- [Prompt]: The response must be made up of the lines in the entries below that contain "Indicate".

----------

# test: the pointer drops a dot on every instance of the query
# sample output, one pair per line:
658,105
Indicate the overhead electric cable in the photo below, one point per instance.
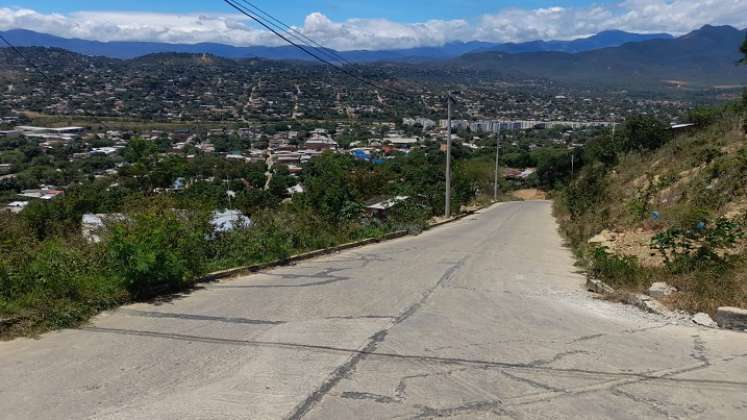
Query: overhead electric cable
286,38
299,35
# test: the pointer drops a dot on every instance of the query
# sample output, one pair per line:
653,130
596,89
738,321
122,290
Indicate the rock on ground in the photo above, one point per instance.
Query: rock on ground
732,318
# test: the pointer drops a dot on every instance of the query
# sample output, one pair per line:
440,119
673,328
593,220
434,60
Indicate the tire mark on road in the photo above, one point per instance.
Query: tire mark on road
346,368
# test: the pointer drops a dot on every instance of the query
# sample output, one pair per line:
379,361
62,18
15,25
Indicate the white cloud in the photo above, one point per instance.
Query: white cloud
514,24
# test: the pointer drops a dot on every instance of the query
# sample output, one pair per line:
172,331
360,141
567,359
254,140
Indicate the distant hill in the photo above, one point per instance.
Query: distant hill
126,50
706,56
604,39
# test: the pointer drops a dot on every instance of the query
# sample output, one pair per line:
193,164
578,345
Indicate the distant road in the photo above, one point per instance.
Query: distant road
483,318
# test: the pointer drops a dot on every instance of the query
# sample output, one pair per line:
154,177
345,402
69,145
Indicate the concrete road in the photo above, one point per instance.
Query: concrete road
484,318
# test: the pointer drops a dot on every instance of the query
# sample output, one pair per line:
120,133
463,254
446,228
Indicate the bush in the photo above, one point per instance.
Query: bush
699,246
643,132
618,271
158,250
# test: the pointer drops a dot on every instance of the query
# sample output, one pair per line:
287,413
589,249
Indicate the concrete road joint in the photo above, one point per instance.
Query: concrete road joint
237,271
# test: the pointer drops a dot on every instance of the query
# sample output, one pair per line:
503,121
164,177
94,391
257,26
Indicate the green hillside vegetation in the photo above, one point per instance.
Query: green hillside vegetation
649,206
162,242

----------

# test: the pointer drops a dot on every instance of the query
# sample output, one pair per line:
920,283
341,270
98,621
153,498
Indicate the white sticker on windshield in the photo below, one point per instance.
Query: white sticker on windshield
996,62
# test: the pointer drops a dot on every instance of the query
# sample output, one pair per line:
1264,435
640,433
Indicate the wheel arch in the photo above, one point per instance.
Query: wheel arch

----------

- [Result below]:
Indicate the overhead electric cable in the photo below, one point per instance.
Indicate the rock on ground in the photo above, one point per instance.
Indicate the tire mark on road in the photo above, one point per instance.
Indicate the white cloud in the photo above, one point per instance.
Indicate the distant hill in the photo above, one point per instance.
Indicate the distant road in the photo above, one point per instance.
Indicate the concrete road in the photo above, one point per instance.
Indicate the bush in the photo above, one point per instance.
Indicate the concrete road joint in the photo above, one point per instance.
Indicate the green hillside vegetation in the photo above, one point per instance.
Indicate the white sticker on windshield in the photo below, one point per instance.
Indicate the wheel arch in the photo above, one point per instance.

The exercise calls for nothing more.